Would you please transcribe, exactly as written, the lines of the entries below starting at the one that holds "Point to the woman in purple" and ending at the one that holds "Point to the patterned", both included?

□ □ □ □

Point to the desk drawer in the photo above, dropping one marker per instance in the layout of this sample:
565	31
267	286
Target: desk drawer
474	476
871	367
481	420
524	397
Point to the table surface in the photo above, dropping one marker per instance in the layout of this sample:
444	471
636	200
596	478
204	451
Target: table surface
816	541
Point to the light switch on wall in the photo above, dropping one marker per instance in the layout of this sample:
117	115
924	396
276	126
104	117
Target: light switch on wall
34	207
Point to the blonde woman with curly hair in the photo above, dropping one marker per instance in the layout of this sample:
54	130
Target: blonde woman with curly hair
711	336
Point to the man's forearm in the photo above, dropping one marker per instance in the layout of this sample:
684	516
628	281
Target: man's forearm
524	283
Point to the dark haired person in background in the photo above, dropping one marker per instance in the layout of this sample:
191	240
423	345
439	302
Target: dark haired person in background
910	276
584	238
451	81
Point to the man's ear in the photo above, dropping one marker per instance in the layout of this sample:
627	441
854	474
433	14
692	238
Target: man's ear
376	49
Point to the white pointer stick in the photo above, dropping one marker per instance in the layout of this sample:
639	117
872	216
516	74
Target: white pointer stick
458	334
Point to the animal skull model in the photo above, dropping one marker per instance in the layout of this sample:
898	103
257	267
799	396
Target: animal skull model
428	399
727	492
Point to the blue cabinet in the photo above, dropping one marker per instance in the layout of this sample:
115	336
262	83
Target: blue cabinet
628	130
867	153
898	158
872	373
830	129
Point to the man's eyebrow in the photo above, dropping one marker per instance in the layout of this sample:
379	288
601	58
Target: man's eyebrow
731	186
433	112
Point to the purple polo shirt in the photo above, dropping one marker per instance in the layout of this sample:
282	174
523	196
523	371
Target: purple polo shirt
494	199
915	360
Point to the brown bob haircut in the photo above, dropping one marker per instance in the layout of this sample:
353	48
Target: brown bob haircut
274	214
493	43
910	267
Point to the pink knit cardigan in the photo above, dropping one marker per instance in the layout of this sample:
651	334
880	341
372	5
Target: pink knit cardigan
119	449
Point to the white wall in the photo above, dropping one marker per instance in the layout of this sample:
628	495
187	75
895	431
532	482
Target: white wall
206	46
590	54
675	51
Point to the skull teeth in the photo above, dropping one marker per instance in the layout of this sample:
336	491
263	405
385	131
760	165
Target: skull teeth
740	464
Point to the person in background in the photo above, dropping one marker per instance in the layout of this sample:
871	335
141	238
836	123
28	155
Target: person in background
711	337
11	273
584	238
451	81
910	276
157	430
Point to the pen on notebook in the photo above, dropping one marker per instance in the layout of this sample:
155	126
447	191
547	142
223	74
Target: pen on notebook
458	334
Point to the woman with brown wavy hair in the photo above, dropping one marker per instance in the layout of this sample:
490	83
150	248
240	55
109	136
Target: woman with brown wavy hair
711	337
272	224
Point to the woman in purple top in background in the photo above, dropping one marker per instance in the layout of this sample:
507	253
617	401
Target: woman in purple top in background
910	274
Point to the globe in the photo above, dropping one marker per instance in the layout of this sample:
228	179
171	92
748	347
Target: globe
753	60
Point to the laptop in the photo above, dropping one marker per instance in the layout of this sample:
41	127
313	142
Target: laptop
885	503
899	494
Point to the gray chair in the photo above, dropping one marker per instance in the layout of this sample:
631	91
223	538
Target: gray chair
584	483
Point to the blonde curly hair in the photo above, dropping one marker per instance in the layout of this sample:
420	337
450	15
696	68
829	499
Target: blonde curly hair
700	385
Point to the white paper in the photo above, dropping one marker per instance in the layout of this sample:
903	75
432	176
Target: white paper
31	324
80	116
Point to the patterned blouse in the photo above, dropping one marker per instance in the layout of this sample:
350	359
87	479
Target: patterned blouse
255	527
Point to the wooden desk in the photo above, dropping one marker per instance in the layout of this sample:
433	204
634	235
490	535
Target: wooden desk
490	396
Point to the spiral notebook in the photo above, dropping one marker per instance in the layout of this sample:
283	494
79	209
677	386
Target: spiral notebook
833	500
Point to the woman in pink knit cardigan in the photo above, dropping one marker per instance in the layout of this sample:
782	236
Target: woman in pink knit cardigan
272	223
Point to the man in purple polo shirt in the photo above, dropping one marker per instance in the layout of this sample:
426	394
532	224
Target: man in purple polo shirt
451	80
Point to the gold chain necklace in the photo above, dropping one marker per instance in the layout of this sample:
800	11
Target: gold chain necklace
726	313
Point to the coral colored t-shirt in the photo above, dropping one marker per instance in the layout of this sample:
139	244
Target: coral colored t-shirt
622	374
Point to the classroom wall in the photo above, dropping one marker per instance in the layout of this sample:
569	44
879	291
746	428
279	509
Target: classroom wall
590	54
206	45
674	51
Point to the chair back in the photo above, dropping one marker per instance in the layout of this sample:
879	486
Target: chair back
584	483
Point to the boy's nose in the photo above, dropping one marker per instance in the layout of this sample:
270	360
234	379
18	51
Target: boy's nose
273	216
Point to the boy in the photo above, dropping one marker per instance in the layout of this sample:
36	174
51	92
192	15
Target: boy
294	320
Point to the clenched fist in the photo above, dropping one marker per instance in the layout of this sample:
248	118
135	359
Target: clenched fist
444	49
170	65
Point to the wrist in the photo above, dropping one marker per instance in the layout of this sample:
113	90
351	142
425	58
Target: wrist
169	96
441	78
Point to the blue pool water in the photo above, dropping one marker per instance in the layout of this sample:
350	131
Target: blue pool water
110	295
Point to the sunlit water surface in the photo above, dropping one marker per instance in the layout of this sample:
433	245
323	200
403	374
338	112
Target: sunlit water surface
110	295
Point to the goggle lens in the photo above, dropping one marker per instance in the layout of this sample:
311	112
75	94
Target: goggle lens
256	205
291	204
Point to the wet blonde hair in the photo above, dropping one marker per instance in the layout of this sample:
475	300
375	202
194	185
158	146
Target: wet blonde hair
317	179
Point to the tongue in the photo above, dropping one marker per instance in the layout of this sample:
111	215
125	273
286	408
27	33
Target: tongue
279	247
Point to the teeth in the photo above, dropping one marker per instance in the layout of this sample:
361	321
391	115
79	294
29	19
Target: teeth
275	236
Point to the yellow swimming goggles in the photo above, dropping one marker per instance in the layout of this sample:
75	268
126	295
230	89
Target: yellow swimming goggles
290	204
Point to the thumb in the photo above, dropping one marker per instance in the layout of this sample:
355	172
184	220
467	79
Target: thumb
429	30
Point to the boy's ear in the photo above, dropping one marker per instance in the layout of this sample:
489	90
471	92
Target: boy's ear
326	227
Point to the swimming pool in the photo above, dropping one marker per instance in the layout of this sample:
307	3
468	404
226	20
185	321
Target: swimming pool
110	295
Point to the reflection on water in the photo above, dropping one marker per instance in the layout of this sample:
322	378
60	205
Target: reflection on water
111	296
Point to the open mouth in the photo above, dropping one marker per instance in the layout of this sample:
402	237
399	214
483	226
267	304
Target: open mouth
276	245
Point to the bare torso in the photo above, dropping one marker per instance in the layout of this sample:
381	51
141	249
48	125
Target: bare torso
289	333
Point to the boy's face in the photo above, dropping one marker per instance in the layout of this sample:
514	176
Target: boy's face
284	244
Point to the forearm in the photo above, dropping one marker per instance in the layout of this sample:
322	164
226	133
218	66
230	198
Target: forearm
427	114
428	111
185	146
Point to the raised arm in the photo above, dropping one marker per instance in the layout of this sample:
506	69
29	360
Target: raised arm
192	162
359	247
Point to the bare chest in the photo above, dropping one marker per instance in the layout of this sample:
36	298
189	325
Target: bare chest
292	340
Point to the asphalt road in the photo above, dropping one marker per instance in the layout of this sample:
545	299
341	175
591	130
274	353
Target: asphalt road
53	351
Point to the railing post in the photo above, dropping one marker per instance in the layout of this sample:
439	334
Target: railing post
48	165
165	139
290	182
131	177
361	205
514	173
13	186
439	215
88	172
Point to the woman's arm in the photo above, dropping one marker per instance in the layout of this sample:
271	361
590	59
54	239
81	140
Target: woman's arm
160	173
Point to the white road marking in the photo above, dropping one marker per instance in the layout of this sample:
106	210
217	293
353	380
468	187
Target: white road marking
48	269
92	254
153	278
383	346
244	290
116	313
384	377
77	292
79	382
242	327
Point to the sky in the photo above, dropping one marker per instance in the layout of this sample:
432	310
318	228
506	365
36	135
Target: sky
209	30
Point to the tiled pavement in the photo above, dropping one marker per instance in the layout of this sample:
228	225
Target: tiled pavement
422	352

□ □ □ □

● Output below
Point to the woman in purple top in background in the photo above, dropping one marker per instance in the layout of this sample:
507	253
617	401
Target: woman in purple top in background
910	274
Point to the globe in the photo above, dropping one marker per instance in the layout of this sample:
228	179
171	92
748	347
Target: globe
753	60
Point to the laptop in the photo above, dropping one marker per instance in the layout of this sample:
41	127
313	142
Target: laptop
885	503
899	494
Point to the gray chair in the photo above, dropping one marker per instance in the layout of this sample:
631	91
223	538
Target: gray chair
584	483
Point to the blonde curly hair in the photo above, dropping one marker per instance in the layout of this sample:
420	337
450	15
696	68
829	499
Target: blonde curly hair
700	385
Point to the white paper in the photo above, dropping one marker per instance in the layout of this sample:
903	75
432	176
Target: white paper
31	324
80	116
Point to the patterned blouse in the photo above, dropping one marker per instance in the layout of this sample:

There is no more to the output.